**Your goal**
According to the text about the Wigan warfarin self-testing service, what is warfarin given to patients for?

**Text segment**
"""

Healthtech boost
By Jamie Innes
In the Press 4 January 2016


At 19, Danny Taberner was recovering from testicular cancer when he suffered a pulmonary embolism.

The young Latics fan was determined to overcome the setback and follow his dream of going to university to study civil engineering.

Now 24, Mr Taberner has gained not one but two degrees in the subject and is pursuing his ambitions as a civil engineer.

He was able to combine studying for his graduate and masters degrees with treatment for his condition thanks to a digital health service provided by the local NHS.

Now health chiefs in Wigan want more people to sign up for the self-testing service for warfarin users.

Mr Taberner said: “Self-testing gave me the freedom to work here, there and everywhere without having to go to the clinic.

“The service allowed me to enhance my career and pursue my ambitions as a civil engineer.”

The service is safe, easy to use and gives patients the freedom to carry out routine tests at home instead of having to visit a clinic or GP surgery every few weeks for regular check-ups.

Warfarin is the main oral anticoagulant used in the UK and is given to patients to reduce the risk of heart attack, stroke or other serious conditions.

An estimated 3,250 people taking the blood-thinning drug in Wigan.

The NHS wants more users to sign up for the service, which is free and available via GP surgeries throughout the town, thanks to Wigan Borough Federated Health Care

It launched in 2015 and has been well received by users and GPs alike.

One user said: “As someone who found it difficult to attend clinics due to pain levels, the service has been a Godsend to me.

“It also means my wife doesn’t need to take time off work to take me to my appointments.”

"""

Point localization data
"""

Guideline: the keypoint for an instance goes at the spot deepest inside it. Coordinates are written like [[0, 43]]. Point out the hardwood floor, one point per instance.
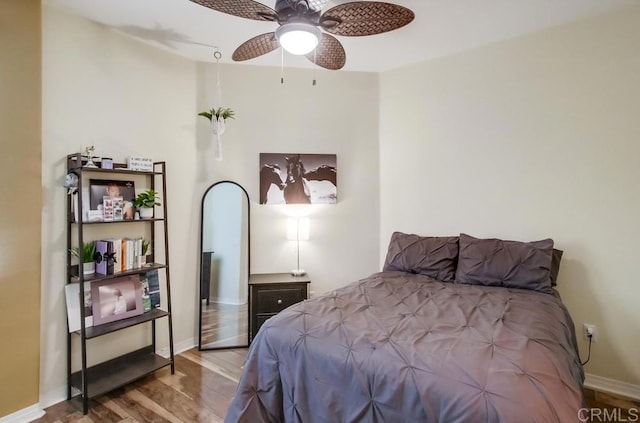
[[203, 386], [199, 391]]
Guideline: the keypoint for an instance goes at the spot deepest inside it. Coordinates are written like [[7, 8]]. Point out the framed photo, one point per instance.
[[116, 299], [72, 294], [121, 191], [298, 178]]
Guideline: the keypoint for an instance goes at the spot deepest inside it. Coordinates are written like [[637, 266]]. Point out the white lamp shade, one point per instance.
[[298, 229], [298, 38]]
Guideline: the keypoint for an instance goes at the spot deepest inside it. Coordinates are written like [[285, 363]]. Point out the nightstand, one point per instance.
[[270, 293]]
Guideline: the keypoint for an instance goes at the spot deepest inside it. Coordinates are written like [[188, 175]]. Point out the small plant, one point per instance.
[[88, 252], [225, 113], [145, 247], [146, 199]]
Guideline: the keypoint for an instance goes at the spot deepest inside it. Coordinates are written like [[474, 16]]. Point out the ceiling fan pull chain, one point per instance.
[[218, 122], [217, 97], [314, 68], [282, 66]]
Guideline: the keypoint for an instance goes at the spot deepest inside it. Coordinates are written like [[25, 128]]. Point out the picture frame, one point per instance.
[[116, 299], [99, 189], [298, 178], [73, 300]]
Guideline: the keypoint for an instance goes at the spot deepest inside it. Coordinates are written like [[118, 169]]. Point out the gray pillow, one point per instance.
[[512, 264], [431, 256]]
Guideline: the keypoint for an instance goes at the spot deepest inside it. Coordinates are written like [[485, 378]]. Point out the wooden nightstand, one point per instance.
[[270, 293]]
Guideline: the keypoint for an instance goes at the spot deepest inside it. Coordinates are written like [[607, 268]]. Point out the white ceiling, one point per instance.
[[441, 27]]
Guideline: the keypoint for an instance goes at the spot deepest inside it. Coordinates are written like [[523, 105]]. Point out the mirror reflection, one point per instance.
[[224, 270]]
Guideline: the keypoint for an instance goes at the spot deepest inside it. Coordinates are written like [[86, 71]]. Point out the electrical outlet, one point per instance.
[[589, 330]]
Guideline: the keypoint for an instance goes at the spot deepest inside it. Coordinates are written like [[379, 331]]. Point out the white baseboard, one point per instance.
[[179, 347], [602, 384], [25, 415]]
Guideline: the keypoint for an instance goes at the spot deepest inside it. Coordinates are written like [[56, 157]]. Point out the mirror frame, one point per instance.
[[204, 195]]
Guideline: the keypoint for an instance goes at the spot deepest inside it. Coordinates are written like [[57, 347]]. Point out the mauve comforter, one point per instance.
[[397, 347]]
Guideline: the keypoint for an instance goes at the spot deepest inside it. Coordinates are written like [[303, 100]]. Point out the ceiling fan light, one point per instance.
[[298, 38]]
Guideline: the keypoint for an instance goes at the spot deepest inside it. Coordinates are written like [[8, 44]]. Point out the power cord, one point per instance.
[[590, 336]]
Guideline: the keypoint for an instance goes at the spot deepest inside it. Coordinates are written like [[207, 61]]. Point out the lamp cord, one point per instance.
[[298, 241]]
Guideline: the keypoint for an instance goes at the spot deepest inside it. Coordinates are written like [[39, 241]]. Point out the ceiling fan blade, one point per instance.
[[243, 8], [257, 46], [365, 18], [329, 53]]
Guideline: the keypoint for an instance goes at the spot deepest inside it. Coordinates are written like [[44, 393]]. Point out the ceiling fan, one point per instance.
[[301, 24]]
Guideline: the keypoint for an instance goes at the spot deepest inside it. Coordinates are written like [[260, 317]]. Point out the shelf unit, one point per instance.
[[121, 370]]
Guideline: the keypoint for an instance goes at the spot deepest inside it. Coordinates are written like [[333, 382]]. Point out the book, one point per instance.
[[117, 254], [107, 208], [105, 257], [154, 288], [101, 257]]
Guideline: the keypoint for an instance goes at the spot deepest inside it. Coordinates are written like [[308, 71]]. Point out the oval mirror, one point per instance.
[[224, 267]]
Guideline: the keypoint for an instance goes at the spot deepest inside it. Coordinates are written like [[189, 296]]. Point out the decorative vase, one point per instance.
[[146, 212], [218, 127], [89, 268]]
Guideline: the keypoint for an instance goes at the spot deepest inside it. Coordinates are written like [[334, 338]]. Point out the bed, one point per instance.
[[419, 342]]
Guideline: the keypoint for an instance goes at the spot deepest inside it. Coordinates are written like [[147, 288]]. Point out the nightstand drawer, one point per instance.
[[274, 300], [261, 318], [270, 293]]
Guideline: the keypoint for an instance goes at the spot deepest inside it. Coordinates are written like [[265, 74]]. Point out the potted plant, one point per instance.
[[144, 203], [217, 118], [145, 250], [220, 112], [88, 257]]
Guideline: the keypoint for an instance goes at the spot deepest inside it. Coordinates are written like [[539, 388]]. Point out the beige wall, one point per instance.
[[337, 116], [530, 138], [20, 138], [129, 98]]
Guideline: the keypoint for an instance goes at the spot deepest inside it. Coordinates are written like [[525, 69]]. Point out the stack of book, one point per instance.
[[117, 255]]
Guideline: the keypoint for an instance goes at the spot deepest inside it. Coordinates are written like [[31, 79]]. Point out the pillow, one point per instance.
[[511, 264], [555, 266], [430, 256]]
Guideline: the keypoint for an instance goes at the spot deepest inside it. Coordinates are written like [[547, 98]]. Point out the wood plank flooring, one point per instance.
[[199, 391], [202, 388]]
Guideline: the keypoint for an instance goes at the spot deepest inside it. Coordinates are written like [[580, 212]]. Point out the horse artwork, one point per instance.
[[298, 178], [269, 175]]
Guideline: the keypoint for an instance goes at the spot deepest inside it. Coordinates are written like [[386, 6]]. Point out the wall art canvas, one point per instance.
[[298, 178]]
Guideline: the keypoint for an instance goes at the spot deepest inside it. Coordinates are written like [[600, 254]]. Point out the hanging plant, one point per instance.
[[225, 113], [217, 117]]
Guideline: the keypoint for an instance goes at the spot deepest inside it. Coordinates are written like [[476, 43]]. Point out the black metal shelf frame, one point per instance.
[[119, 371]]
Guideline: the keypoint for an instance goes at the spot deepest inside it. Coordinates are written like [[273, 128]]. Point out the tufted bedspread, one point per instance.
[[398, 347]]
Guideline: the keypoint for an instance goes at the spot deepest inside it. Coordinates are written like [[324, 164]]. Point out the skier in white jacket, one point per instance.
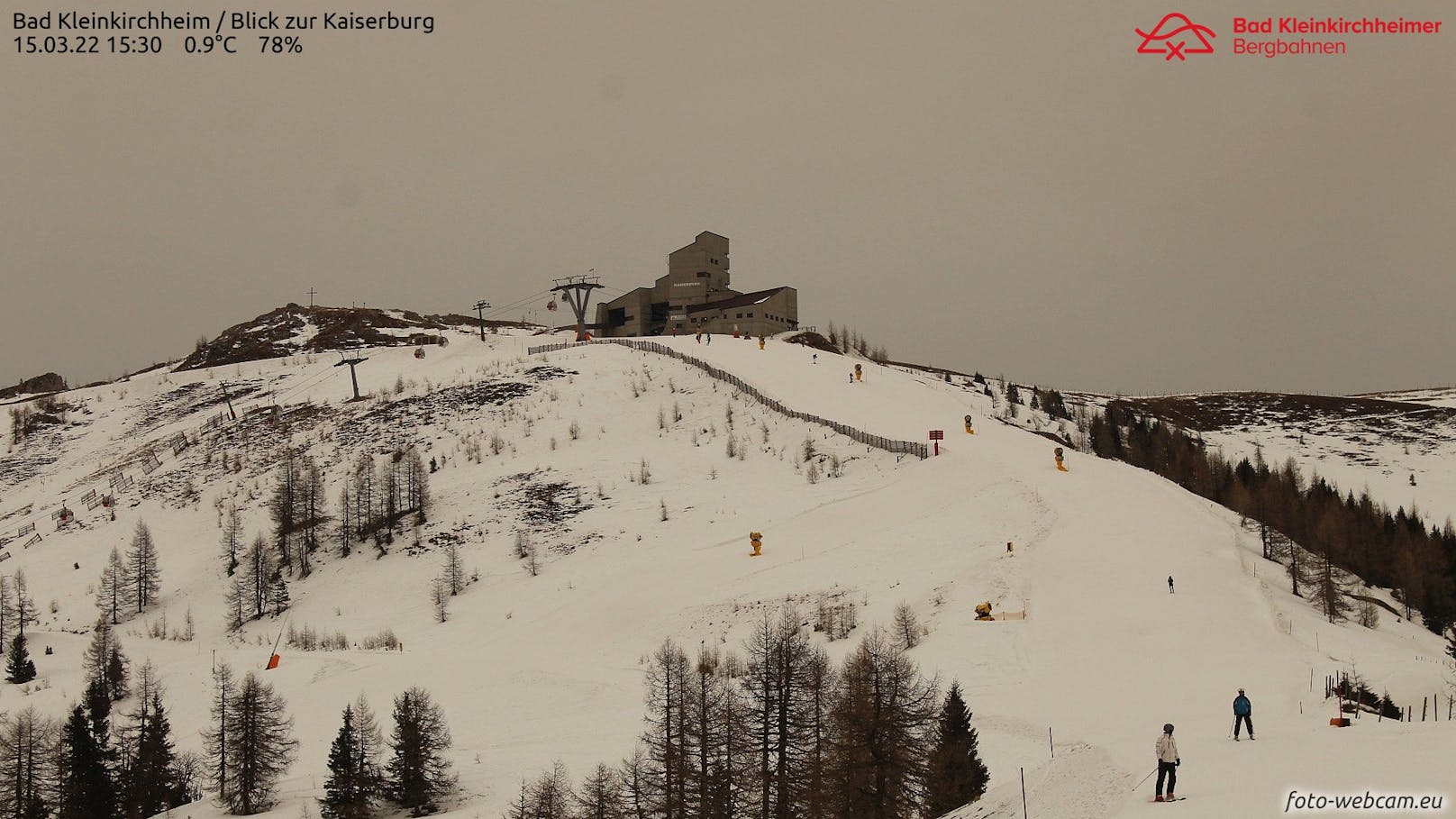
[[1168, 762]]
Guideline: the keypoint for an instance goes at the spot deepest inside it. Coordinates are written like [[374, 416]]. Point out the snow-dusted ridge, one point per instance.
[[532, 669]]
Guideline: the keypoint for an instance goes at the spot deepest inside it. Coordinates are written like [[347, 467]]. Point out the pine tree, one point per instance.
[[418, 774], [666, 733], [551, 796], [150, 781], [259, 746], [98, 710], [879, 720], [453, 570], [600, 796], [955, 773], [217, 736], [141, 564], [344, 795], [85, 786], [278, 594], [283, 506], [370, 746], [25, 613], [117, 674], [416, 486], [311, 512], [26, 764], [232, 540], [114, 589], [19, 668], [347, 523], [6, 609], [440, 597]]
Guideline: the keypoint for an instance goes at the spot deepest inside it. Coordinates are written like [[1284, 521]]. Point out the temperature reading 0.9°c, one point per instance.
[[210, 44]]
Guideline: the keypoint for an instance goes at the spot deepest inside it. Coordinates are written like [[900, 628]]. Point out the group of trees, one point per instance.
[[258, 587], [373, 502], [1340, 532], [848, 340], [132, 582], [297, 512], [414, 778], [248, 743], [83, 767], [780, 734], [16, 611]]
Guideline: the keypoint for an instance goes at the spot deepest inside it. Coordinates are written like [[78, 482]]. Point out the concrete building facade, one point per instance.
[[695, 296]]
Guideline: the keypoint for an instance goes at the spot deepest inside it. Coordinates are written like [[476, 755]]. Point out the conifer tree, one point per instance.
[[278, 594], [98, 710], [19, 668], [25, 613], [370, 743], [85, 786], [6, 609], [453, 573], [151, 780], [347, 523], [114, 589], [104, 663], [955, 773], [26, 764], [144, 573], [234, 605], [418, 774], [257, 578], [600, 796], [117, 674], [551, 796], [259, 746], [345, 796], [217, 736], [879, 717], [232, 540]]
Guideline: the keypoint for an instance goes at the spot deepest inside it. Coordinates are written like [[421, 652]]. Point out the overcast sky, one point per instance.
[[986, 186]]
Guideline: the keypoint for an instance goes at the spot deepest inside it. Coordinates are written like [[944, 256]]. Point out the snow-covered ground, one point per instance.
[[533, 669]]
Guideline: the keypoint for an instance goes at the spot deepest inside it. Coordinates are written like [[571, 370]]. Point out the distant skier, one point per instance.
[[1168, 762], [1242, 714]]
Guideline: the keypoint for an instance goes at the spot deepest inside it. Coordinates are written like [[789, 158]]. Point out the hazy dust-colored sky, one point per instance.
[[987, 186]]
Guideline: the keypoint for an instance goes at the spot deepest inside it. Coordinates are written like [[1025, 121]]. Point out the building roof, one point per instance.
[[739, 301], [699, 238]]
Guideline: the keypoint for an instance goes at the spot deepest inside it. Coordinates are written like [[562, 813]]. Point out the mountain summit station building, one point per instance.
[[695, 297]]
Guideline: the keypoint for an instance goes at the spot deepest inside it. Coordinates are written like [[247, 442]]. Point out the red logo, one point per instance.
[[1171, 37]]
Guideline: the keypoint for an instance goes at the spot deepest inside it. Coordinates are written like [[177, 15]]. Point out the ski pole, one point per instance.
[[1144, 778]]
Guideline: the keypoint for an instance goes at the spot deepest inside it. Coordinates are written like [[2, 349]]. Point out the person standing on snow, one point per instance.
[[1168, 762], [1242, 713]]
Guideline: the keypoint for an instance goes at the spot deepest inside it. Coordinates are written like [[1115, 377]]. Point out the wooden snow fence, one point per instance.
[[872, 441]]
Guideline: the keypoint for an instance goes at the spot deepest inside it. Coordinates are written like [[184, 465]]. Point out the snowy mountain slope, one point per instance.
[[1373, 443], [532, 669]]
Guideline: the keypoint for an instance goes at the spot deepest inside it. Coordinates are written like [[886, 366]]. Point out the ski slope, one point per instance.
[[532, 669]]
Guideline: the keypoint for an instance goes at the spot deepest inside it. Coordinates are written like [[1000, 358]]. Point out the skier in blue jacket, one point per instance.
[[1242, 710]]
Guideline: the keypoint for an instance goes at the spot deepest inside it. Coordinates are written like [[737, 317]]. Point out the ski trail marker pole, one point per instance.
[[1023, 793], [1144, 778]]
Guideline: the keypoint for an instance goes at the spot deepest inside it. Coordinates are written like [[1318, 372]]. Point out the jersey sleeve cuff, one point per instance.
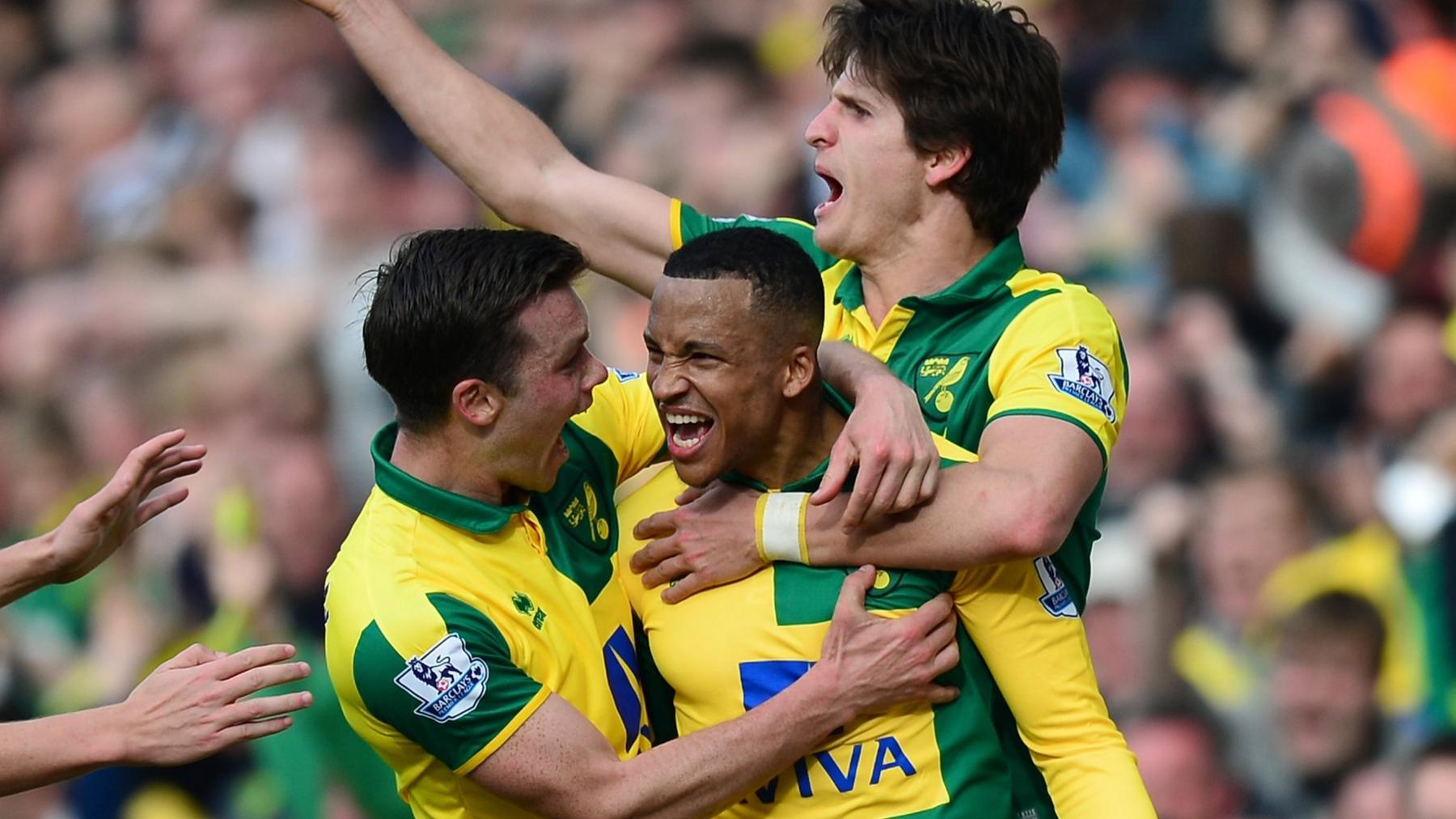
[[536, 702], [1079, 423]]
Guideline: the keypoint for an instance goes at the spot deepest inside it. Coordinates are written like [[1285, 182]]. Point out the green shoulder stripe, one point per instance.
[[456, 697], [691, 225]]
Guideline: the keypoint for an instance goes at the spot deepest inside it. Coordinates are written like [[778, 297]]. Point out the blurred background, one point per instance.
[[1263, 191]]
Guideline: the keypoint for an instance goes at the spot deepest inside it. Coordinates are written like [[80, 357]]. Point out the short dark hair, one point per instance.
[[446, 308], [786, 285], [1337, 615], [961, 73]]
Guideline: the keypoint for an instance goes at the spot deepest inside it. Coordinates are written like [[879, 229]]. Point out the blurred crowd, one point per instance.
[[1261, 189]]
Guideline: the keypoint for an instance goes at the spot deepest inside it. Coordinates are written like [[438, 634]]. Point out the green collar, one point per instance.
[[982, 282], [807, 482], [458, 511]]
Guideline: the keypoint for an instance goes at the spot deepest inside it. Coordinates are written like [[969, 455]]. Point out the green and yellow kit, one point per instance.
[[1004, 340], [449, 622], [963, 758]]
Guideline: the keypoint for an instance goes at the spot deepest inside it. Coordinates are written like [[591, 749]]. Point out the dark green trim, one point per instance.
[[1059, 416], [986, 280], [458, 511]]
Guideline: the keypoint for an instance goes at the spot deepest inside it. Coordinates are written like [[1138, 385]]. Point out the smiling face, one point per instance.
[[717, 380], [553, 380], [875, 178]]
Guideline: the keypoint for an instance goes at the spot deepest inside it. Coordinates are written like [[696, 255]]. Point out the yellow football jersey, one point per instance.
[[449, 622]]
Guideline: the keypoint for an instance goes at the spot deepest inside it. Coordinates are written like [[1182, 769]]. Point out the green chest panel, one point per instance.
[[806, 595], [946, 353], [578, 515]]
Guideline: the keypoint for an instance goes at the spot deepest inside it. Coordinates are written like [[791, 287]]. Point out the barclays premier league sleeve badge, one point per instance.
[[1084, 376], [446, 680]]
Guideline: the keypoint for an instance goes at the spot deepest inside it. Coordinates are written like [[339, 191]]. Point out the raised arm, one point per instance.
[[560, 766], [502, 151], [102, 522]]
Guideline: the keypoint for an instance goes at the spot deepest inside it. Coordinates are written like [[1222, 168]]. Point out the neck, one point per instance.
[[436, 458], [931, 254], [802, 440]]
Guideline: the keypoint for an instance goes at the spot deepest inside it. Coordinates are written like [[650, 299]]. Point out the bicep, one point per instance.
[[553, 764], [622, 227]]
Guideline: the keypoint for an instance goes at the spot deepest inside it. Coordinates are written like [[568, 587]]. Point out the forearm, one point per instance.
[[25, 567], [702, 773], [493, 143], [50, 749], [980, 515]]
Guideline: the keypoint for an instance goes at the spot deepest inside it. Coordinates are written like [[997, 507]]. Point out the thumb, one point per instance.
[[194, 655], [840, 460], [852, 593]]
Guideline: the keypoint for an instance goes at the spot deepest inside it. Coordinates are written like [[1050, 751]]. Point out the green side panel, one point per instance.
[[582, 541], [460, 735], [807, 593], [657, 693], [696, 225]]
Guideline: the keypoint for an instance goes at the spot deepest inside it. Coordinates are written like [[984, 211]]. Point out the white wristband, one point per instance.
[[782, 529]]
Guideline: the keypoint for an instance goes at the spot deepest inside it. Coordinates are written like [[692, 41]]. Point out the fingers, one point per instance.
[[243, 732], [233, 665], [666, 571], [929, 615], [866, 486], [159, 504], [840, 460], [654, 526], [265, 707], [654, 553], [194, 655], [852, 593], [260, 678], [891, 486]]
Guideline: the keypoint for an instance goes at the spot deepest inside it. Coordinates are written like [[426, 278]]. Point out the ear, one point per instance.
[[800, 372], [478, 401], [946, 163]]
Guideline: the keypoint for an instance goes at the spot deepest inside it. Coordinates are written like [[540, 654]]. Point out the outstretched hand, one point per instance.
[[886, 438], [102, 522], [193, 704]]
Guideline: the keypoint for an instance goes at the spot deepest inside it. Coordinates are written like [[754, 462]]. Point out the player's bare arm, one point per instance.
[[504, 152], [558, 762], [189, 707], [101, 524], [1018, 502]]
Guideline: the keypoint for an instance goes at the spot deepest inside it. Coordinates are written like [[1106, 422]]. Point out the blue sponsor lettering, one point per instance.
[[890, 755]]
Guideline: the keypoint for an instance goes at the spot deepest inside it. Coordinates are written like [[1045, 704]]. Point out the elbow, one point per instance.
[[1035, 535]]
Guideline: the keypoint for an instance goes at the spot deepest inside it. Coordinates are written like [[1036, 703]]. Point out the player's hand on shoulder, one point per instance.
[[887, 439], [194, 704], [880, 662], [706, 541]]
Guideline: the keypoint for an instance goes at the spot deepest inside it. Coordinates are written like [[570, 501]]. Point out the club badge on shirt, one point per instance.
[[446, 680], [1084, 376]]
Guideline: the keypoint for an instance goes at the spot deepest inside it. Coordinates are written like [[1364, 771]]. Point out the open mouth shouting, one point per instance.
[[836, 191], [686, 433]]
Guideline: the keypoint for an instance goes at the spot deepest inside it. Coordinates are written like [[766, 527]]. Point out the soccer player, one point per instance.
[[944, 117], [189, 706], [475, 630], [749, 407]]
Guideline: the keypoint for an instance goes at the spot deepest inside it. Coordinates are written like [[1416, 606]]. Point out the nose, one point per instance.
[[667, 384], [820, 131]]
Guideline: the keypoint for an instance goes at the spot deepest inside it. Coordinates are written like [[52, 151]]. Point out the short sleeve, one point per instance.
[[688, 225], [456, 691], [1062, 358], [624, 418]]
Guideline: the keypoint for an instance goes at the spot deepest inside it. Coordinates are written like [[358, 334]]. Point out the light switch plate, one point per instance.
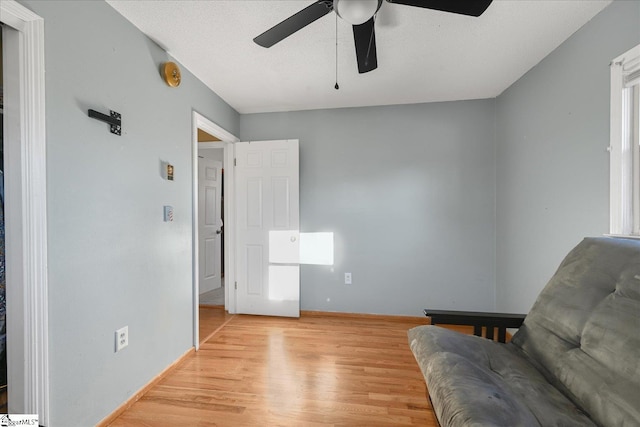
[[168, 213]]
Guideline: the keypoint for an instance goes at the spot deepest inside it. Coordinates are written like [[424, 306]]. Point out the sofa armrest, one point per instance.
[[478, 320]]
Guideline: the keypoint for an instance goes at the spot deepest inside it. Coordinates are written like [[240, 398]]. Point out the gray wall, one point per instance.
[[552, 163], [112, 260], [409, 193]]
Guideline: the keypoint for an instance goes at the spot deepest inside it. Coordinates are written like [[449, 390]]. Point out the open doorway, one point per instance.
[[213, 220], [211, 223]]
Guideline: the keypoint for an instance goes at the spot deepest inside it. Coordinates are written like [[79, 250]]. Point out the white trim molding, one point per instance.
[[623, 145], [28, 144]]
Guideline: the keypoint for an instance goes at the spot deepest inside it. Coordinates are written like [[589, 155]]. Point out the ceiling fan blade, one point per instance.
[[463, 7], [365, 38], [294, 23]]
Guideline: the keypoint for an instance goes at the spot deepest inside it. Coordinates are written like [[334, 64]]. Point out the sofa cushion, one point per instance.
[[477, 382], [583, 332]]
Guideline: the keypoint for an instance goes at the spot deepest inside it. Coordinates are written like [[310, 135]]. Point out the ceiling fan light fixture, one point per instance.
[[356, 12]]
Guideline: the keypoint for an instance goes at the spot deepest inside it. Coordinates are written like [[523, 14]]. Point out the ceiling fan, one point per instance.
[[361, 14]]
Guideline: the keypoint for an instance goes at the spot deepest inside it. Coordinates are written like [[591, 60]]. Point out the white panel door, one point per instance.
[[267, 195], [209, 223]]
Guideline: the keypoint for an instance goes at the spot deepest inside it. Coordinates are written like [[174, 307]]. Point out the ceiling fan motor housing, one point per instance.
[[356, 12]]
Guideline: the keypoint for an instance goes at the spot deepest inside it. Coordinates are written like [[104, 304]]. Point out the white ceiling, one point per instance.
[[423, 55]]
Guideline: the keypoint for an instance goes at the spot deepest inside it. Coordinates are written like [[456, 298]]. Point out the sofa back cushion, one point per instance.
[[583, 332]]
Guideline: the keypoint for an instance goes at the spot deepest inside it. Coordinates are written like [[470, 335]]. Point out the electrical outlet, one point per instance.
[[347, 278], [122, 338]]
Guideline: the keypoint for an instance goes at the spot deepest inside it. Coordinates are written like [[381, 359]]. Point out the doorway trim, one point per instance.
[[227, 140], [27, 276]]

"""

**Response to the task**
To reduce the risk of heart attack, stroke or other serious conditions.